== TEXT PASSAGE ==
For the Klein bottle K, Bavard (1986) obtained an optimal upper bound of $\pi/\sqrt{8}$ for the systolic ratio:

$\mathrm{SR}(K) \leq \frac{\pi}{\sqrt{8}},$

based on work by Blatter from the 1960s.

==Genus 2==
An orientable surface of genus 2 satisfies Loewner's bound $\mathrm{SR}(2)\leq \tfrac{2}{\sqrt{3}}$, see (Katz-Sabourau '06). It is unknown whether or not every surface of positive genus satisfies Loewner's bound. It is conjectured that they all do. The answer is affirmative for genus 20 and above by (Katz-Sabourau '05).

==Arbitrary genus==
For a closed surface of genus g, Hebda and Burago (1980) showed that the systolic ratio SR(g) is bounded above by the constant 2. Three years later, Mikhail Gromov found an upper bound for SR(g) given by a constant times

$\frac{(\log g)^2}{g}.$

A similar lower bound (with a smaller constant) was obtained by Buser and Sarnak. Namely, they exhibited arithmetic hyperbolic Riemann surfaces with systole behaving as a constant times $\log (g)$. Note that area is 4π(g-1) from the Gauss-Bonnet theorem, so that SR(g) behaves asymptotically as a constant times $\tfrac{(\log g)^2}{g}$.

== TASK TO CARRY OUT ==
Please answer these questions about the systolic ratio passage:
(a) What upper bound did Bavard obtain for the systolic ratio of the Klein bottle?
(b) Which work showed that surfaces of genus 20 and above satisfy Loewner's bound?
(c) What constant did Hebda and Burago show bounds SR(g) from above?
The lines after the systolic ratio passage come from a different source.

== SOURCE MATERIAL ==
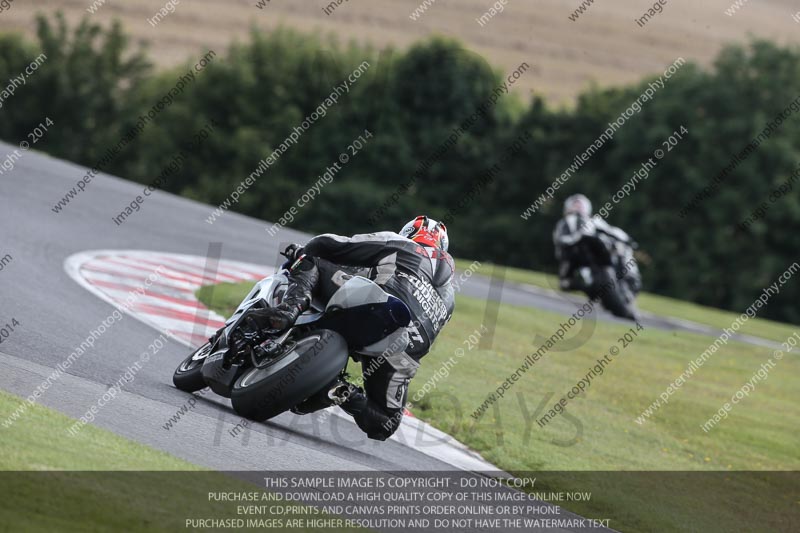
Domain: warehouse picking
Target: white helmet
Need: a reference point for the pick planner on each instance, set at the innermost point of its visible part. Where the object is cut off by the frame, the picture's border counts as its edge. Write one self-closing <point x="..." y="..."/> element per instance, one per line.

== RESULT BELOW ==
(a) π/√8
(b) Katz-Sabourau '05
(c) 2